## Selected text:

######

Village in Cambridgeshire, England

Hinxton is a village in South Cambridgeshire, England.

The River Cam runs through the village, as does the Cambridge to Liverpool Street railway, though the village has no station. Hinxton parish's southern boundaries form the border between Cambridgeshire and Essex. The village is 5 mi north-west of Saffron Walden and 9 mi south of Cambridge. The 2001 population was 315.

Hinxton is the home of the Wellcome Genome Campus, which includes the Wellcome Sanger Institute and the European Bioinformatics Institute.

==History==
The name Hinxton is a contraction of Hengestestun, "the town of Hengest".

The village of Hinxton is listed in the Domesday Book of 1086 as Hestitona, as Hyngeston in the Ely Registers of 1341 and Hengestone in the Ramsey Chartulary. Its parish church is the medieval St Mary and St John Church.

===WWII===
From 1940, MI5 had its 'Home for the Incurables' at a house in the village, possibly Hinxton Grange, where German agents, that could not be fully trusted, were sent; previously this centre was at Addlestone in Surrey. German agents that did not cooperate at all were mostly executed, in weeks, although MI5 did not execute agents in haste. Execution was partly required to merely give some credible reasons, for the German intelligence services, as to why all of the German parachuted agents had quickly disappeared, without giving suspicion to the widespread betrayal that had taken place.

==Hinxton Hall==
Hinxton Hall, set on an estate of 95 acre on the banks of the River Cam, is a Grade II* red-brick building built in the eighteenth century. It is currently used as a meetings venue, hosting the engagement and learning programmes of Wellcome Connecting Science.

######

## Excerpted records:
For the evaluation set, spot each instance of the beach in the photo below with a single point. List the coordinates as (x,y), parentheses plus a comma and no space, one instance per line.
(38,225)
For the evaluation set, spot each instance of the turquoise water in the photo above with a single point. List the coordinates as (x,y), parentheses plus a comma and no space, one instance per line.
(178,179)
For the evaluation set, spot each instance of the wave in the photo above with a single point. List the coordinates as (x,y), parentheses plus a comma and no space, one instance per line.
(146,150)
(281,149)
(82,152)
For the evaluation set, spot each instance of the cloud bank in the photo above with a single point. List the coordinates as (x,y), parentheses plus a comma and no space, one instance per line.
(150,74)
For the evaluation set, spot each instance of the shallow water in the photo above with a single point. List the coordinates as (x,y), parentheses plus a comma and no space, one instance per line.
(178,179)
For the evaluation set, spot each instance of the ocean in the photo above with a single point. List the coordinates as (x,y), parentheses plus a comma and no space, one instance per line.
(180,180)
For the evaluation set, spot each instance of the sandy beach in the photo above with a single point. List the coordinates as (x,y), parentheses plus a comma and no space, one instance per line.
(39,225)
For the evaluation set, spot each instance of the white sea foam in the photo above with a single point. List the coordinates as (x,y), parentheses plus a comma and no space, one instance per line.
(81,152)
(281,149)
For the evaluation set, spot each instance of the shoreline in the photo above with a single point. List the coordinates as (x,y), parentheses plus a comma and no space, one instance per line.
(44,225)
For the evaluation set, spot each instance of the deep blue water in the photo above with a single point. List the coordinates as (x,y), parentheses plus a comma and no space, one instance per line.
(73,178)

######

## Exercise tasks:
A - According to the passage about Hinxton, what was the village's population in 2001?
B - Reproduce the passage about Hinxton word for word, from "Hinxton is a village" to "population was 315.".
C - Resume the passage about Hinxton after its last sentence and carry it forward.
The data are not needed here.

## Answers to the tasks:
A - 315

B -
Hinxton is a village in South Cambridgeshire, England.

The River Cam runs through the village, as does the Cambridge to Liverpool Street railway, though the village has no station. Hinxton parish's southern boundaries form the border between Cambridgeshire and Essex. The village is 5 mi north-west of Saffron Walden and 9 mi south of Cambridge. The 2001 population was 315.

C -
===History===
The first house on the site of the hall was a modest hunting lodge built by Joseph Richardson of Horseheath in around 1740, before being sold to Thomas Brown of Ickleton in 1748, passing into the possession of his great-niece Mary Holden. Holden's first husband John Bromwell Jones pulled down the original house and built the present hall between 1748 and 1756. Subsequent owners extended the property and land.

In 1953, the owner, Col. R. P. W. Adeane of Babraham, sold the hall and estate to Tube Investments Ltd. for use as research laboratories, and new buildings were added on the grounds as laboratories. In 1992, the Hall and its estate was bought by the Wellcome Trust. The Hall was used by the Wellcome Sanger Institute and housed the early years of the UK's contribution to the Human Genome Project.

Hinxton Hall is referenced in E.M. Forster's novel The Longest Journey as the home of Emily Failing, the eccentric aunt of leading character Rickie Elliot.

==Hinxton Mill==
Hinxton Mill straddles the River Cam as it flows northward through the village. Although the present mill was built in the seventeenth century, it is almost certainly the site of the mill mentioned in the Domesday Book of 1086.

The mill, used for grinding corn, ceased operation in 1955 and fell into disrepair until being restored in the 1980s with help from Cambridge Past, Present and Future who now own the building; it is open to visitors on about six days per year.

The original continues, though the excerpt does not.